Write out the whole listing below so that every line matches exactly.

▸ **Data to process**
/---

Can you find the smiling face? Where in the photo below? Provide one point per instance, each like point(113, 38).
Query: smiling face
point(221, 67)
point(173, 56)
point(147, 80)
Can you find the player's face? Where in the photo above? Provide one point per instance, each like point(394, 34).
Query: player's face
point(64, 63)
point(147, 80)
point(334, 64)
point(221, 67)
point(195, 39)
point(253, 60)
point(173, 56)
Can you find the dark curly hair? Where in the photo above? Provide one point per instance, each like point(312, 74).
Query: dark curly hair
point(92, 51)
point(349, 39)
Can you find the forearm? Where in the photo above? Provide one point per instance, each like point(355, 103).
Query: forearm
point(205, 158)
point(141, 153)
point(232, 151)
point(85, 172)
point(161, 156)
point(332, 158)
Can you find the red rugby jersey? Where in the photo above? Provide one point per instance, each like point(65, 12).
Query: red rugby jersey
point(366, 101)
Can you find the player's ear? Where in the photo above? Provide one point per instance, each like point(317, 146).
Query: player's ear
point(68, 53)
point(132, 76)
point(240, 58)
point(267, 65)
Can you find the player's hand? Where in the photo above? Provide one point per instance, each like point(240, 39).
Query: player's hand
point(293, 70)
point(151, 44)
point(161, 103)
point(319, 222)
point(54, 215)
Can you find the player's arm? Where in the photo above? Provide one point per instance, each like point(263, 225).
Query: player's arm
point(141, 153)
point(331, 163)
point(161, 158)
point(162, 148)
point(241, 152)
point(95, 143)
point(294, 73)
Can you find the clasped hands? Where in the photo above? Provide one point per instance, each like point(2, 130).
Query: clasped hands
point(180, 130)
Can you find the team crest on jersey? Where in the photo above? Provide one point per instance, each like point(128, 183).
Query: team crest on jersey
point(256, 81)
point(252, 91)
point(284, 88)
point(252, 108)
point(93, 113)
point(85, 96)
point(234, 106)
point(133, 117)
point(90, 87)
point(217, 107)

\---

▸ **Worked solution**
Can you find the smiling face? Where in the photo below? Provide one point per instance, each like point(113, 38).
Query: smiling face
point(221, 67)
point(173, 56)
point(147, 80)
Can you find the player's face? Where in the photo above? Provide one point per instance, each like point(394, 34).
Query: player's face
point(64, 63)
point(147, 80)
point(334, 64)
point(221, 67)
point(195, 39)
point(253, 60)
point(173, 56)
Can you find the dark curly hair? Where in the photo above? Provide one point per instance, each like point(312, 74).
Query: dark curly hair
point(92, 51)
point(349, 39)
Can you find the forearm? Where in the photo above? Provide one point per instance, each like point(355, 103).
Query: forearm
point(205, 158)
point(141, 153)
point(232, 151)
point(85, 172)
point(161, 156)
point(332, 158)
Can you find the red rugby jersey? Where in the photo above? Provide one point per instance, each like point(65, 12).
Query: red rugby jersey
point(366, 101)
Can you find the player's ear? Where in the photo above? Provide one point per instance, each like point(317, 146).
Query: player's ear
point(68, 53)
point(132, 76)
point(240, 58)
point(267, 65)
Can you find the player's hand? Where in the photo above? Provide one point per instance, each like point(240, 39).
Query: player's hand
point(293, 70)
point(151, 44)
point(161, 103)
point(319, 222)
point(54, 215)
Can you find the player's arm? Where in the photo above? Provide one point per instance, each like point(263, 225).
Query: player's arm
point(141, 153)
point(331, 163)
point(161, 158)
point(162, 148)
point(241, 152)
point(95, 143)
point(294, 73)
Can you find the clasped hands? Where in the photo above? Provide one point per instance, each like point(2, 130).
Query: clasped hands
point(180, 130)
Can you find the team crest on jersey? Where in the photo above? Provide one point per instance, each like point(128, 183).
Query: team crest on jersey
point(256, 81)
point(252, 91)
point(284, 88)
point(252, 108)
point(93, 113)
point(85, 96)
point(234, 106)
point(133, 117)
point(90, 87)
point(217, 107)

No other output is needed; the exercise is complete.